▶ The problem: The answer should be one number, the count of lines in the data with "foliage".

[Referring expression pointing data]
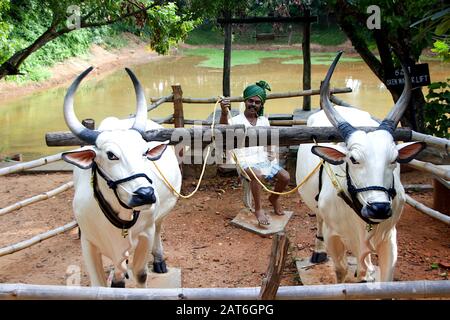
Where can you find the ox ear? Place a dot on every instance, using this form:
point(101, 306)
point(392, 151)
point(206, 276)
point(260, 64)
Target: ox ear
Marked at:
point(82, 159)
point(156, 149)
point(408, 151)
point(329, 154)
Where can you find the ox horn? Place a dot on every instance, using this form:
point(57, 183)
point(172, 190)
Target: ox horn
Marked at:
point(140, 122)
point(390, 122)
point(83, 133)
point(344, 128)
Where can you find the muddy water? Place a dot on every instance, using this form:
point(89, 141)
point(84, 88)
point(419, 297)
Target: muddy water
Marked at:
point(24, 122)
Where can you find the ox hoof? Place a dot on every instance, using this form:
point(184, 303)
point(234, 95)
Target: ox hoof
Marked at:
point(118, 284)
point(160, 267)
point(318, 257)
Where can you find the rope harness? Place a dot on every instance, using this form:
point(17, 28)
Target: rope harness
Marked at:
point(106, 208)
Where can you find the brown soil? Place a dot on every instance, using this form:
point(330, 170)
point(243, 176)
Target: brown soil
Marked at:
point(198, 236)
point(107, 61)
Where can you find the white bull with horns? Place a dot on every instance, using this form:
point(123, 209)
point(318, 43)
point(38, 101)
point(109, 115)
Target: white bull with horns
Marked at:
point(360, 217)
point(120, 200)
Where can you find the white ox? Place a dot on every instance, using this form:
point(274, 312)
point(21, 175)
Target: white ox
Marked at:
point(120, 201)
point(368, 162)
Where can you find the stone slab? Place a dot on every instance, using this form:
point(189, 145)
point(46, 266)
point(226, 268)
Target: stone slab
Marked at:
point(246, 220)
point(323, 273)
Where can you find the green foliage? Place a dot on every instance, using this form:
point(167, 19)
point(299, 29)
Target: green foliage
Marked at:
point(25, 21)
point(437, 109)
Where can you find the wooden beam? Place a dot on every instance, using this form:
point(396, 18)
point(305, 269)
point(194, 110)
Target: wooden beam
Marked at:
point(309, 19)
point(286, 135)
point(271, 282)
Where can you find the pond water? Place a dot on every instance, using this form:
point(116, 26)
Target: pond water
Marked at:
point(24, 121)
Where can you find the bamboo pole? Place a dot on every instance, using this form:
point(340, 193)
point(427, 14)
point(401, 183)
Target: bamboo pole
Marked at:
point(168, 119)
point(430, 168)
point(159, 102)
point(178, 113)
point(428, 211)
point(422, 289)
point(36, 239)
point(271, 282)
point(31, 164)
point(40, 197)
point(290, 94)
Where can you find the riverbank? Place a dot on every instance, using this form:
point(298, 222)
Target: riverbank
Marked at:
point(104, 61)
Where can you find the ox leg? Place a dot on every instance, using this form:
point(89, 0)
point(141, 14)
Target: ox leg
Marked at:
point(94, 264)
point(140, 259)
point(320, 254)
point(336, 249)
point(387, 257)
point(159, 265)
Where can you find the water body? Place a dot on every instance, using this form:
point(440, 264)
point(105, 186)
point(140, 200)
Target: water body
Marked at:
point(24, 121)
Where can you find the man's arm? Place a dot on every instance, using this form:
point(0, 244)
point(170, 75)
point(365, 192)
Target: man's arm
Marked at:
point(225, 104)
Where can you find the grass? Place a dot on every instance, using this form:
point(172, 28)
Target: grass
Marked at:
point(214, 57)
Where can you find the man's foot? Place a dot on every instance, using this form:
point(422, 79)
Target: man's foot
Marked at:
point(262, 218)
point(274, 200)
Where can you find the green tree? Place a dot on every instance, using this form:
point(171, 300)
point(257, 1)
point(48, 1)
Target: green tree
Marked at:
point(60, 17)
point(394, 41)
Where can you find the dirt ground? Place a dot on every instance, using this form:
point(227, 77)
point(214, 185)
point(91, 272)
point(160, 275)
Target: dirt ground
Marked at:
point(198, 236)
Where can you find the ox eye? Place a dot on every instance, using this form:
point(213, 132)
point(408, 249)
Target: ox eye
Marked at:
point(353, 160)
point(111, 156)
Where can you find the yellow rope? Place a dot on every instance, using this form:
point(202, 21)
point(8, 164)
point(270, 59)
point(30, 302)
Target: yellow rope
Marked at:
point(204, 164)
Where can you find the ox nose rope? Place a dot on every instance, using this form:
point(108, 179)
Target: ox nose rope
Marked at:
point(106, 208)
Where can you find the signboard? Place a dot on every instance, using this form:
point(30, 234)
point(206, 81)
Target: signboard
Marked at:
point(419, 73)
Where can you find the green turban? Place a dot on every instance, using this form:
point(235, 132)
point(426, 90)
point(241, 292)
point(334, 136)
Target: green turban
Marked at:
point(257, 90)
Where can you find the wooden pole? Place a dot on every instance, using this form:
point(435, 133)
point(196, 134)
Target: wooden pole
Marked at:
point(271, 282)
point(178, 113)
point(35, 163)
point(280, 95)
point(226, 91)
point(421, 289)
point(428, 211)
point(430, 168)
point(40, 197)
point(306, 60)
point(28, 243)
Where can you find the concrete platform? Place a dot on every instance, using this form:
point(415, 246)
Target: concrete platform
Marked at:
point(246, 220)
point(323, 273)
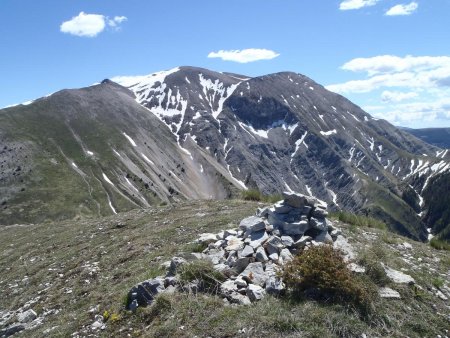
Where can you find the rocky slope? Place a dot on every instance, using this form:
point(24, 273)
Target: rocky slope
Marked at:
point(192, 133)
point(58, 279)
point(439, 137)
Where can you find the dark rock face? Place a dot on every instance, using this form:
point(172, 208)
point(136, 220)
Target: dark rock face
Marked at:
point(194, 133)
point(439, 137)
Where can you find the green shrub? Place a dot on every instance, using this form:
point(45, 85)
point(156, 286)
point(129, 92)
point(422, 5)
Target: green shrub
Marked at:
point(360, 221)
point(204, 272)
point(323, 269)
point(439, 244)
point(437, 282)
point(195, 247)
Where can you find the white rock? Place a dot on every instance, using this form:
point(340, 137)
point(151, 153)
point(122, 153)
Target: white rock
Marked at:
point(254, 274)
point(274, 257)
point(287, 241)
point(234, 244)
point(398, 276)
point(228, 287)
point(255, 292)
point(342, 244)
point(240, 283)
point(261, 255)
point(252, 223)
point(230, 232)
point(388, 293)
point(97, 325)
point(237, 298)
point(441, 295)
point(218, 244)
point(207, 238)
point(258, 238)
point(247, 251)
point(356, 268)
point(27, 316)
point(406, 245)
point(286, 255)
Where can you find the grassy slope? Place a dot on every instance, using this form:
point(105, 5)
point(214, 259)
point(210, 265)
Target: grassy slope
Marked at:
point(58, 260)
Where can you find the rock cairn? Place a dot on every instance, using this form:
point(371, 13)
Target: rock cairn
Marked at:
point(252, 254)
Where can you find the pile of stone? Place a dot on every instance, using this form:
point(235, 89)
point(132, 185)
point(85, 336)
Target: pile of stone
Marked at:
point(252, 254)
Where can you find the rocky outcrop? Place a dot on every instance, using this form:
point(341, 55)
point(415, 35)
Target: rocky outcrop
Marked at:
point(252, 254)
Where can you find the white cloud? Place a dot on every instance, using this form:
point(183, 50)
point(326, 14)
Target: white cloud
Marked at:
point(244, 55)
point(394, 71)
point(403, 9)
point(388, 96)
point(391, 63)
point(117, 20)
point(90, 25)
point(415, 90)
point(356, 4)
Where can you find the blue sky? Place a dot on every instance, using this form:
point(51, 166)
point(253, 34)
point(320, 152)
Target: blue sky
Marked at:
point(391, 57)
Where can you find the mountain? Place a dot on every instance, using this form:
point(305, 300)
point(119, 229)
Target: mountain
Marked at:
point(191, 133)
point(439, 137)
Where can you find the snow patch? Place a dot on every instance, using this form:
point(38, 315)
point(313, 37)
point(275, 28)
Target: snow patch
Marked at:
point(107, 179)
point(130, 139)
point(328, 133)
point(298, 143)
point(216, 91)
point(147, 159)
point(143, 85)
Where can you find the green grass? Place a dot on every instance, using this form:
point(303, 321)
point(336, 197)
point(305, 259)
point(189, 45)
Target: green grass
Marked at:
point(59, 257)
point(440, 244)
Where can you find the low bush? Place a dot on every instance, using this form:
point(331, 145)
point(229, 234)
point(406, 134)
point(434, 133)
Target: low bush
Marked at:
point(202, 271)
point(322, 272)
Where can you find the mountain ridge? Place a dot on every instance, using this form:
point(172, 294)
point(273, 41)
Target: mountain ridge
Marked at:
point(274, 132)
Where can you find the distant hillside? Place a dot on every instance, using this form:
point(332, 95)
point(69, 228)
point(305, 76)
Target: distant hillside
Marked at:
point(191, 133)
point(439, 137)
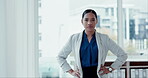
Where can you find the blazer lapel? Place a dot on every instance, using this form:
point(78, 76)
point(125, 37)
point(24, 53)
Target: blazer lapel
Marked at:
point(78, 51)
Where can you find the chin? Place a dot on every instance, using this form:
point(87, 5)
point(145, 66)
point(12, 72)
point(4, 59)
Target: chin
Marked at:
point(89, 30)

▶ Response to the task: 2